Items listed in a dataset
*** Begin section ***

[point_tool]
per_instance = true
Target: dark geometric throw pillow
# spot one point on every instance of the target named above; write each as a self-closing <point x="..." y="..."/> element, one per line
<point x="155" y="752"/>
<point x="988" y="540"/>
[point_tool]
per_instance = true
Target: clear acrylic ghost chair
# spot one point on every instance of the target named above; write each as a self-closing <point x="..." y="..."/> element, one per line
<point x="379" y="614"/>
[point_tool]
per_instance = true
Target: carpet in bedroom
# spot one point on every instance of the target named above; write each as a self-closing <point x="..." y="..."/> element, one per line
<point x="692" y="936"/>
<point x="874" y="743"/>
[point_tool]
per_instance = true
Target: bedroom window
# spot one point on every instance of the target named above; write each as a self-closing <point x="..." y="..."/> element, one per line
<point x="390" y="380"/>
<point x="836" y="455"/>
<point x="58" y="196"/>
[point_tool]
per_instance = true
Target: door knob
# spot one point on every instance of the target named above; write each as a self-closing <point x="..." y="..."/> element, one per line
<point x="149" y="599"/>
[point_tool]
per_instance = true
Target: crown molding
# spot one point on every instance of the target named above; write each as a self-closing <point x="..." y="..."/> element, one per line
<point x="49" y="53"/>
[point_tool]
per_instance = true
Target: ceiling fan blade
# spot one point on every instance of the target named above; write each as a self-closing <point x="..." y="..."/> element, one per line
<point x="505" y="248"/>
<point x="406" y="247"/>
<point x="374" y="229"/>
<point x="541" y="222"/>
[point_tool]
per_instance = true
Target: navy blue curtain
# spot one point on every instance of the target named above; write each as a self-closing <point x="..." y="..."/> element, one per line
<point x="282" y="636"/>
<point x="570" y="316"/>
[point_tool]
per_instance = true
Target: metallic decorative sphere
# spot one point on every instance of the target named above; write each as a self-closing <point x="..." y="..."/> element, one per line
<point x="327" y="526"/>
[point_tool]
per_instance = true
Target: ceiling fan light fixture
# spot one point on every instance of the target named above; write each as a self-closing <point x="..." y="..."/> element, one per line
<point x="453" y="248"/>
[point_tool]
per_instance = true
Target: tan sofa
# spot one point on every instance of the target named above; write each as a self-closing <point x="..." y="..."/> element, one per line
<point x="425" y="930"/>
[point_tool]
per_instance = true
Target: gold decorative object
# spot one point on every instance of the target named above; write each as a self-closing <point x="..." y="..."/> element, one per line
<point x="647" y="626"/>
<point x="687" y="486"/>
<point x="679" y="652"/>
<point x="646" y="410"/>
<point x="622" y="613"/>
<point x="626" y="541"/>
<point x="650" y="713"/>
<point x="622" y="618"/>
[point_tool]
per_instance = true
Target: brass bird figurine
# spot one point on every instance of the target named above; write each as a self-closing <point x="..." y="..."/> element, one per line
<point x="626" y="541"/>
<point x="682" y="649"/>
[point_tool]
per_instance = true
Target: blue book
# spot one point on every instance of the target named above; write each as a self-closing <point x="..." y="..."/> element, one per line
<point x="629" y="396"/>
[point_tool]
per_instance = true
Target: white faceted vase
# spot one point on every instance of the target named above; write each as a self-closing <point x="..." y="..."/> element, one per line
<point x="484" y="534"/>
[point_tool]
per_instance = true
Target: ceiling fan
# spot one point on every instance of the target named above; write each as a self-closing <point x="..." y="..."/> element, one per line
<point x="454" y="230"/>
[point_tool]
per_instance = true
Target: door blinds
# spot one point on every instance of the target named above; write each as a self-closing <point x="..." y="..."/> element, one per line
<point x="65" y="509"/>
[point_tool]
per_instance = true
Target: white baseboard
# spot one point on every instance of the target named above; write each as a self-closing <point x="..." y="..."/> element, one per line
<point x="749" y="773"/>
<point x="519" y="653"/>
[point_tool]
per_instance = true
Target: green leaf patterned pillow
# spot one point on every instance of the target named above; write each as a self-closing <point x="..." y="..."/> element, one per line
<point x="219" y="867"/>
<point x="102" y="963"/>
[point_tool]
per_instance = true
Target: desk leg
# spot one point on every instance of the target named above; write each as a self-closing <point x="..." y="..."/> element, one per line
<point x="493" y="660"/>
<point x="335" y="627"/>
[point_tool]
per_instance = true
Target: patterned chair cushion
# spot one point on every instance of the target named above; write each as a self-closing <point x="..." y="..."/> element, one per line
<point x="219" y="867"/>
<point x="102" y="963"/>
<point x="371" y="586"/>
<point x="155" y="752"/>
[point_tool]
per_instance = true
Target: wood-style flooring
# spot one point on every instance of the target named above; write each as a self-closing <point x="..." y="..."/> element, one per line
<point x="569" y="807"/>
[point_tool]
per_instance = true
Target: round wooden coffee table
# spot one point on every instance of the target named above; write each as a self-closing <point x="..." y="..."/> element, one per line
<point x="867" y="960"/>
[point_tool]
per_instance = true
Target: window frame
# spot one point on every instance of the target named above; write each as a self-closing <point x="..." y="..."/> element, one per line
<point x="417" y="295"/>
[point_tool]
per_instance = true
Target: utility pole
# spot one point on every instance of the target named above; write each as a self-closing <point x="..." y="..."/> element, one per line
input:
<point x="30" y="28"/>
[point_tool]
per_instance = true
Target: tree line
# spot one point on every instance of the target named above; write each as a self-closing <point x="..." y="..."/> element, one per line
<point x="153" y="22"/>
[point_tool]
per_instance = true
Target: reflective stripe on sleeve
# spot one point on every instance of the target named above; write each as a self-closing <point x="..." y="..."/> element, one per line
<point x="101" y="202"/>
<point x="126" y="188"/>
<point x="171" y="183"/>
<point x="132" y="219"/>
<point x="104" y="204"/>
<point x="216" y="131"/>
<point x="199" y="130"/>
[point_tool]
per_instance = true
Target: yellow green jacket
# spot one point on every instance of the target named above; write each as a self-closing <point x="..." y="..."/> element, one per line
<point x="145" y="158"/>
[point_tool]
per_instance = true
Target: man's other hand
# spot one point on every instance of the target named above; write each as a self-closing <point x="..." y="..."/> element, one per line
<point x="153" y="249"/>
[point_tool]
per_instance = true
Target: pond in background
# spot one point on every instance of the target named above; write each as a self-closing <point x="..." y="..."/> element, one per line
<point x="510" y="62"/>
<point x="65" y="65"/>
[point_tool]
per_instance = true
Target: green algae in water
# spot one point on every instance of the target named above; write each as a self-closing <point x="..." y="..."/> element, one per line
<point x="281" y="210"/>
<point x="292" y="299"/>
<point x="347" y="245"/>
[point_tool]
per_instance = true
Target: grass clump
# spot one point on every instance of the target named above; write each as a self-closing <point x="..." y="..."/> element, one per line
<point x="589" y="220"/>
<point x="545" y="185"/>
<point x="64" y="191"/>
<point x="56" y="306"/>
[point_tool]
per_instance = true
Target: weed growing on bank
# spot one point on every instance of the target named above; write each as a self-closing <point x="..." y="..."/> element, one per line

*** End section ***

**Task item:**
Start at the first line of the entries and stop at the line with "Target: ceiling fan blade". Retype each of those lines exactly, both ends included.

**Output of the task:**
[point_tool]
per_instance = true
Target: dark geometric throw pillow
# spot one point on every instance of the target named above; write each as a self-closing <point x="..." y="..."/> element, one per line
<point x="155" y="752"/>
<point x="988" y="540"/>
[point_tool]
per_instance = true
Target: clear acrylic ghost chair
# spot one point on every instance of the target named above; write each as a self-closing <point x="..." y="..."/> element, one per line
<point x="379" y="614"/>
[point_tool]
per_instance = true
Target: carpet in bedroom
# spot one point on every instance of the target named above; write each as a self-closing <point x="..." y="..."/> element, one per line
<point x="692" y="936"/>
<point x="874" y="743"/>
[point_tool]
per_instance = true
Target: bedroom window
# spot one point on every instance of the target named above; write each as a self-closing <point x="..." y="..."/> element, one per line
<point x="390" y="380"/>
<point x="836" y="455"/>
<point x="58" y="196"/>
[point_tool]
per_instance = true
Target: door knob
# spot one point on every instance of the target named above; write each as a self-closing <point x="..." y="..."/> element, one per line
<point x="149" y="599"/>
[point_tool]
per_instance = true
Target: crown molding
# spot one point on every instance of the target named above; write each as a self-closing <point x="..." y="..."/> element, one per line
<point x="49" y="53"/>
[point_tool]
per_instance = true
Target: ceiling fan blade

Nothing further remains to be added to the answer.